(Challenge): Rewrite the data from the line with "Where can the wooden" up to and including the line with "<point>414,416</point>", keeping every line in full. Multiply each coordinate in the answer points by 1.05 and round to whole numbers, halves going up, but leave the sample point in the wording as it is.

(Data entries)
:::::
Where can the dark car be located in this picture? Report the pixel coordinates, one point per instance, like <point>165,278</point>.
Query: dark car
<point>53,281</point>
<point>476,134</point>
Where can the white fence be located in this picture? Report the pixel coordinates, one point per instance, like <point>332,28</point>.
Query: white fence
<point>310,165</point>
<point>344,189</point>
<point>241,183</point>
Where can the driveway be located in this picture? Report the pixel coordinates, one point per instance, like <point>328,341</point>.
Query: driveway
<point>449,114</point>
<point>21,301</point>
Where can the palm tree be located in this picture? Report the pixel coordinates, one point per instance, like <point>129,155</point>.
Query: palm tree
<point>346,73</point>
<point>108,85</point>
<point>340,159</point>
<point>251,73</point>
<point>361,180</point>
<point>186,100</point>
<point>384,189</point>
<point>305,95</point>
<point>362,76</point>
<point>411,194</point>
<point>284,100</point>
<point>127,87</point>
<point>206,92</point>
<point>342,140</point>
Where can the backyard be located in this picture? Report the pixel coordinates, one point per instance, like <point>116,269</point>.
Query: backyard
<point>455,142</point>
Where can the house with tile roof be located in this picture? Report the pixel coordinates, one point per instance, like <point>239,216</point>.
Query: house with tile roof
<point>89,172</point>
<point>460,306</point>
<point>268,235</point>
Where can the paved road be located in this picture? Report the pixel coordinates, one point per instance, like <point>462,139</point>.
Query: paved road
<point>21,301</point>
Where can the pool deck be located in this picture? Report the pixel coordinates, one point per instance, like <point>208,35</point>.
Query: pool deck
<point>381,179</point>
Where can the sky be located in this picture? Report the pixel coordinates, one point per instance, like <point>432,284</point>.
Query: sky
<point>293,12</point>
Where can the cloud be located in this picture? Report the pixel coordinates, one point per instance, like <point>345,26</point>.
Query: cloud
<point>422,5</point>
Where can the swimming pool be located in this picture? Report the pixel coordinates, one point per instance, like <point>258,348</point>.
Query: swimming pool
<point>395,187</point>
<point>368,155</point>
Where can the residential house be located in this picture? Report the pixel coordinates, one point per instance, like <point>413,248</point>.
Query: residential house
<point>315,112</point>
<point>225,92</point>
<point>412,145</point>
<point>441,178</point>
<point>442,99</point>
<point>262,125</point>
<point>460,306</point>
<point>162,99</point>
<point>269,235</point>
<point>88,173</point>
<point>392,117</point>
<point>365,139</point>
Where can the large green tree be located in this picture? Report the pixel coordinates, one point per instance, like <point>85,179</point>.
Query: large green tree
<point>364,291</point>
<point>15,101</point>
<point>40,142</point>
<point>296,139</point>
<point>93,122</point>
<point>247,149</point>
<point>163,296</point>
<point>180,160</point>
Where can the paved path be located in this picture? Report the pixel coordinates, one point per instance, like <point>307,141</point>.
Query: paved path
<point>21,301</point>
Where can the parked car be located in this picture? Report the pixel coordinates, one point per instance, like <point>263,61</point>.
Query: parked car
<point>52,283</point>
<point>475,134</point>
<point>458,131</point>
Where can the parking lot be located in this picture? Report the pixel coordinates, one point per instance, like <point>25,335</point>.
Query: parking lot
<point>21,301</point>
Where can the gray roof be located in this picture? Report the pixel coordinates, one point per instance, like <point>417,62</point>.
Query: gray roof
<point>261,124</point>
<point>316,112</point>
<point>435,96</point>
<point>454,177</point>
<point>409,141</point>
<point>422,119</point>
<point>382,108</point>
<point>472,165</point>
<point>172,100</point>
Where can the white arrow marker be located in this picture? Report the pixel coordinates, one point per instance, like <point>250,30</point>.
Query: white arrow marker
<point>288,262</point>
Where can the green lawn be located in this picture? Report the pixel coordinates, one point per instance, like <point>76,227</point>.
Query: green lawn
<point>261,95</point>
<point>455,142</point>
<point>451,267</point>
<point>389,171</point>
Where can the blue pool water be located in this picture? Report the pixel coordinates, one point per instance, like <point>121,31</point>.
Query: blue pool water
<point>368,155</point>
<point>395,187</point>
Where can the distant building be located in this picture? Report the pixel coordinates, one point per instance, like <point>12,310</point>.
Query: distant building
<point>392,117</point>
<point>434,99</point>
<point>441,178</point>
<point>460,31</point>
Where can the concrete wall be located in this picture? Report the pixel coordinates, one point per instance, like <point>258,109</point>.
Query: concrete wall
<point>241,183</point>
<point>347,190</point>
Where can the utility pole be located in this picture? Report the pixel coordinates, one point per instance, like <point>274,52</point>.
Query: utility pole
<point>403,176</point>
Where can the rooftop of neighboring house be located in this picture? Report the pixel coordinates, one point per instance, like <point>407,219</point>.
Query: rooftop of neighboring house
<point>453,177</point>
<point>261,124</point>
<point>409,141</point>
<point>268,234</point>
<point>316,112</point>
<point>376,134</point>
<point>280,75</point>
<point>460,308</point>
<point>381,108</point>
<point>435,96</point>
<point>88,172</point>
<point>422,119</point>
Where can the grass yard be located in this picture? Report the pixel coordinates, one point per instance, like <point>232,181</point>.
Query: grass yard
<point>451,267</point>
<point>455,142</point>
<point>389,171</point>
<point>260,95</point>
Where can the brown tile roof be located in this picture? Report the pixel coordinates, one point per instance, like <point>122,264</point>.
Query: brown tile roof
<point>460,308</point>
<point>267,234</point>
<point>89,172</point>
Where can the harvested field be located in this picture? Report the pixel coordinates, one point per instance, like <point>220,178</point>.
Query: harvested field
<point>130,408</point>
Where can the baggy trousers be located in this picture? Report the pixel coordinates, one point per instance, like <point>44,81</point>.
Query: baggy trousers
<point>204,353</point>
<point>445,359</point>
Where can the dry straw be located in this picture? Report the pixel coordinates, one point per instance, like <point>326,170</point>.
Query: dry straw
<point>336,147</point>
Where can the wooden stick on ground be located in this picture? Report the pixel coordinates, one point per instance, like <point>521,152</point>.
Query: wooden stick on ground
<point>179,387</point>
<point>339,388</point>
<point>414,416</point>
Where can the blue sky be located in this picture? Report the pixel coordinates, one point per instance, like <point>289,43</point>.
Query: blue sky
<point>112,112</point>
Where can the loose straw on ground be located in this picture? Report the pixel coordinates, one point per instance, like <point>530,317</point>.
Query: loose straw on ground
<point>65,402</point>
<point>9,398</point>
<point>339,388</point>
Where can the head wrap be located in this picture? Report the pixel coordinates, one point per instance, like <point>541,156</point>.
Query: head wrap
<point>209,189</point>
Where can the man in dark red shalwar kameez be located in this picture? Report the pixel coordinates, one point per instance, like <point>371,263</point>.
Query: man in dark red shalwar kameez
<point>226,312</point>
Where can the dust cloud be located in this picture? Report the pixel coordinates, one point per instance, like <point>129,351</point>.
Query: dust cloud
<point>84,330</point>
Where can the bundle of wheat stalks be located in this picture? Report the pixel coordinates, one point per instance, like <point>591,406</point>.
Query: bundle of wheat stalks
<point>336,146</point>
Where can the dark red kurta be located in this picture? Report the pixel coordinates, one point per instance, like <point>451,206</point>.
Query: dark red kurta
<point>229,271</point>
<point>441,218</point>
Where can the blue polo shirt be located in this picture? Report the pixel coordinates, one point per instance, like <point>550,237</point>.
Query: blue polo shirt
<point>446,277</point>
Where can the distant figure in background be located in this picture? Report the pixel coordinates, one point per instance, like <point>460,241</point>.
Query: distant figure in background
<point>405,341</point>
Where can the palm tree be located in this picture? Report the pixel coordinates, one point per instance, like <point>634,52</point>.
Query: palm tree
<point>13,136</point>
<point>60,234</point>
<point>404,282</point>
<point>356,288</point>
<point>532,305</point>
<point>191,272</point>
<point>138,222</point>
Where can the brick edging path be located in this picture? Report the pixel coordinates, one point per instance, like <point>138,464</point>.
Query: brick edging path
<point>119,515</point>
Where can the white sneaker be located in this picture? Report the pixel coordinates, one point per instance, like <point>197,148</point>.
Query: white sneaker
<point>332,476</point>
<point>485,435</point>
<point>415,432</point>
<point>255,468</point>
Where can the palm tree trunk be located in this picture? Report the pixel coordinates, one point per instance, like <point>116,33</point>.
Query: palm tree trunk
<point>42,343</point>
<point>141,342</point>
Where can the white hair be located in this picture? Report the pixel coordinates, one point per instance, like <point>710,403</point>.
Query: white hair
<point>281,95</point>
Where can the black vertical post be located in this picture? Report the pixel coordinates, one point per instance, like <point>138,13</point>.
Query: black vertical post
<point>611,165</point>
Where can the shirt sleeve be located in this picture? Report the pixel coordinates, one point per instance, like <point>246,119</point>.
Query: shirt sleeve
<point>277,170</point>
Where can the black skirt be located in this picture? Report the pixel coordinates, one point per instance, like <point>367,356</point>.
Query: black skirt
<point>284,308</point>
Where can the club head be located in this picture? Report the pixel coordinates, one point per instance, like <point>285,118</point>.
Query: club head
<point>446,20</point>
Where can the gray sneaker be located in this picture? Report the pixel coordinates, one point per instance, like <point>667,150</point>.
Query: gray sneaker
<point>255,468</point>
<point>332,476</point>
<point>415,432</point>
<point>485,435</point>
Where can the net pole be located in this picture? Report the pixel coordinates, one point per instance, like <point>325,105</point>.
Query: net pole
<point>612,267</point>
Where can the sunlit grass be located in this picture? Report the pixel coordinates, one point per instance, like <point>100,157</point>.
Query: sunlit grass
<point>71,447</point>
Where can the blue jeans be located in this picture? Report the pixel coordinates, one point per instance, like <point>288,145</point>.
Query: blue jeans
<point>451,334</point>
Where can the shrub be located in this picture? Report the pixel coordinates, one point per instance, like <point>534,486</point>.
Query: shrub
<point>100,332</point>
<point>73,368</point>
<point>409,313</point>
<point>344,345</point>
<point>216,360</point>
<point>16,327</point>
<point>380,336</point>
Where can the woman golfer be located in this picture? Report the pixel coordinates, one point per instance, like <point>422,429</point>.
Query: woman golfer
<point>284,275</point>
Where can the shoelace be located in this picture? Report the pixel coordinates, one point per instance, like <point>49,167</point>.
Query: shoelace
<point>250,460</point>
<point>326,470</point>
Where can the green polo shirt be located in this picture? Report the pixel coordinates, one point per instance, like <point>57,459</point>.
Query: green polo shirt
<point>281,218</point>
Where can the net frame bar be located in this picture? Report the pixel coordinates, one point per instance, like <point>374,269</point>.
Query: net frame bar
:::::
(Expected answer):
Where can the wooden stick on ground be located in this picture? Report the pixel coordinates, one point per instance, like <point>521,152</point>.
Query: wooden stick on ground
<point>188,406</point>
<point>356,407</point>
<point>435,437</point>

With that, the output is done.